Halaman:
Selasa, 04 Desember 2007

Menghindari Su’ul Khatimah (1)

Pada suatu hari ada satu rombongan dari Iran berkunjung ke Najaf. Najaf, adalah sebuah kota di Irak tempat dimakamkannya Imam Ali kw. Di situ juga terdapat banyak pesantren-pesantren. Hampir semua ulama-ulama besar di kalangan Ahlulbait, pernah singgah dan belajar di Najaf ini. Bahkan pernah salah seorang lulusan Najaf berkunjung kepada kita, dan shalat di Mihrab ini (masjid Al-Munawarah) Beliau mengajak saya untuk sekali waktu belajar juga di Najaf, sekaligus mengambil berkah dan ulama-ulama besar di sana. Imam Khomaini juga pernah menghabiskan masa di Najaf.

Karena menjadi pusat ilmu pengetahuan, Najaf kemudian memperoleh gelar Najaf Al-Asyraf, Najaf yang mulia. Kota ilmu kedua setelah Najaf adalah Qum. Najaf ini, seperti kita ketahui pada peperangan akhir-akhir ini, sudah duluan jatuh sebelum Baghdad. Ketika Tentara Inggris mau masuk ke Najaf, mau menjarah Masjid Imam Ali yang ada di situ, seluruh penduduk kota Najaf berbaris membentuk tameng-tameng hidup. Ribuan manusia berbaris di jalan raya menghalangi tentara Inggris yang mau masuk ke situ. Tampaknya penduduk itu bertekad untuk syahid, demi mempertahankan kesucian kota Najaf.

Ada satu rombongan dan Iran, berkunjung kepada salah seorang di Najaf. Sebelum berpisah, sebelum pulang ke kampung halamannya mereka meminta doa supaya memperolah husnul khatimah (di kalangan mazhab Ahlulbait, istilah yang lebih populer bukan husnul khatimah, tetapi husnul ‘aqibah ("ujung yang paling baik, ujung kehidupan yang paling baik"). Jadi mereka meminta doa agar memperoleh husnul khatimah. Doanya pendek, bunyinya: "Allahummaj’al aqibata amrina khaira; ya Allah, jadikanlah ujung dan urusan kami ini kebaikan" Kepada yang hadir waktu itu, katanya, Mirza Al Kabin, quddisa sirruh, ulama besar itu berkata, "Mereka minta doa kepadaku doa yang paling penting, dan tidak ada doa yang lebih utama, lebih penting dan doa yang tadi." Yaitu kita berdoa, mudah-mudahan akhir dan urusan kita kebaikan, karena kalau akhir urusanitu keburukan, kita termasuk orang yang paling rugi. Akhir yang buruk itu disebut su’ul aqibah, atau lebih populer di tempat kita sebagai su‘ul khatimah, Al-Qur’an bahkan mengajarkan kepada kita doa supaya kita terhindar dari su’ul khatimah. "Rabbana la tuzigqulubana ba’da idz hadaitana wahablana min ladunka rahmah, innaka antal wahab.": Ya Allah, janganlah kau gelincirkan hati kami setelah kau berikan petunjuk kepada kami, anugrahkanlah kepada kami kasih sayangmu, sesungguhnya Kau Maha Pemberi Anugerah".

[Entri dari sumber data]

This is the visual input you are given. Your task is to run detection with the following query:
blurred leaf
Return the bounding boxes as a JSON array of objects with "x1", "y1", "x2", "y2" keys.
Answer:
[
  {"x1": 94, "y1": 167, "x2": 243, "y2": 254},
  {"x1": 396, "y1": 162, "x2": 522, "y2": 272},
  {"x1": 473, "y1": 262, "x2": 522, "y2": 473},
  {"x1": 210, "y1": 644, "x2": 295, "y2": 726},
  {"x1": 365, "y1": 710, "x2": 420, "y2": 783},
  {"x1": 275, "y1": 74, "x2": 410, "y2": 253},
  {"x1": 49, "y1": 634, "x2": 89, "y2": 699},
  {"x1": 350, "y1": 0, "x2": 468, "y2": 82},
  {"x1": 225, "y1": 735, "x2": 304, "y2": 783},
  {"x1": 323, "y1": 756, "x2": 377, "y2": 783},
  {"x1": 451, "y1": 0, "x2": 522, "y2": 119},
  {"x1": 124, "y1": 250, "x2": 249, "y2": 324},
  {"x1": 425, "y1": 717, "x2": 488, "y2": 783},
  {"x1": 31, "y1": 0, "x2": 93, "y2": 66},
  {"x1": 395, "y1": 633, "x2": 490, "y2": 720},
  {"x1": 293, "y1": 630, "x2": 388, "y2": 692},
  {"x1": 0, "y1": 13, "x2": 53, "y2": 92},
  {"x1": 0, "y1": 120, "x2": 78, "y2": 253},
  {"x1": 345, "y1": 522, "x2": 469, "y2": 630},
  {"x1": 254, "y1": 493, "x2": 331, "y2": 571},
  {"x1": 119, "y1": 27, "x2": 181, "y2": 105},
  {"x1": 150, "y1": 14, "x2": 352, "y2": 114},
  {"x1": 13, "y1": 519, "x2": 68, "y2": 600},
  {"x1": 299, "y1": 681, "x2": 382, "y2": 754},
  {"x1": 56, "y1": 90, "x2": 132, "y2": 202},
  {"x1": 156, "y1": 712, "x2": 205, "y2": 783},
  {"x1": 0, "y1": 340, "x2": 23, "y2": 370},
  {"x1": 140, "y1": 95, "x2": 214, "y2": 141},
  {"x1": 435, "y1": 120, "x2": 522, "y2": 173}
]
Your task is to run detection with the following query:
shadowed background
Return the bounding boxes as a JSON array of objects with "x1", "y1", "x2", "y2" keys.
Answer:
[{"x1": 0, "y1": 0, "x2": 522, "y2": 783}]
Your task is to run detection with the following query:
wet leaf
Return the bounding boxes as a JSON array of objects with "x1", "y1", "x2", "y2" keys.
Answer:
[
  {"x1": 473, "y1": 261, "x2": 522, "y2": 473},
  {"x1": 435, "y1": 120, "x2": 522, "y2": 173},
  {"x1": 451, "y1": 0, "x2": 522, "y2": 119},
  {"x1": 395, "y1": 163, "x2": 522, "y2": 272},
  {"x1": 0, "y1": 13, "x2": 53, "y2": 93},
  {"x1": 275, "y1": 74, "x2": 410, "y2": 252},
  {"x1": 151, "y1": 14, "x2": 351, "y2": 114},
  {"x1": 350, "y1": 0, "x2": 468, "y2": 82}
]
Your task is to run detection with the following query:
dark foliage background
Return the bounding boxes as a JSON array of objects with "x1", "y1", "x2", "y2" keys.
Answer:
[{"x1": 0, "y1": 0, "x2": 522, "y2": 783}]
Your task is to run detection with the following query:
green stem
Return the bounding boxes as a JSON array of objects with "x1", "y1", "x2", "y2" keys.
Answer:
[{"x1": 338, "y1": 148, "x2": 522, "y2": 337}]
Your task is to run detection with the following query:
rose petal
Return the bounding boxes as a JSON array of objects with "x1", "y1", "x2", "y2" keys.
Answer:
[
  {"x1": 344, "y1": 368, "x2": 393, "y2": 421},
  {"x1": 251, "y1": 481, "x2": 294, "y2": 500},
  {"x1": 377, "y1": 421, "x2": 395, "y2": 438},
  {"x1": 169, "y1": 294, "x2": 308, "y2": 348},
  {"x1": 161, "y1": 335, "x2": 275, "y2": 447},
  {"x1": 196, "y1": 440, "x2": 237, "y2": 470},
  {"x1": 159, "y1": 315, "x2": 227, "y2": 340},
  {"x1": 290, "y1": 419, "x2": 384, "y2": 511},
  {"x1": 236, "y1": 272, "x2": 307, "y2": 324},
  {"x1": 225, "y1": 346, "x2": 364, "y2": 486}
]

Tugas yang Dikerjakan:
a – Cetak seluruh bagian artikel tentang su'ul khatimah, mulai dari "Karena menjadi pusat" terus ke bawah sampai "kesucian kota Najaf.".
b – Hitung baris entri yang memuat kata "background". Tuliskan hanya angkanya.

Jawaban di Bawah:
a –
Karena menjadi pusat ilmu pengetahuan, Najaf kemudian memperoleh gelar Najaf Al-Asyraf, Najaf yang mulia. Kota ilmu kedua setelah Najaf adalah Qum. Najaf ini, seperti kita ketahui pada peperangan akhir-akhir ini, sudah duluan jatuh sebelum Baghdad. Ketika Tentara Inggris mau masuk ke Najaf, mau menjarah Masjid Imam Ali yang ada di situ, seluruh penduduk kota Najaf berbaris membentuk tameng-tameng hidup. Ribuan manusia berbaris di jalan raya menghalangi tentara Inggris yang mau masuk ke situ. Tampaknya penduduk itu bertekad untuk syahid, demi mempertahankan kesucian kota Najaf.

b – 2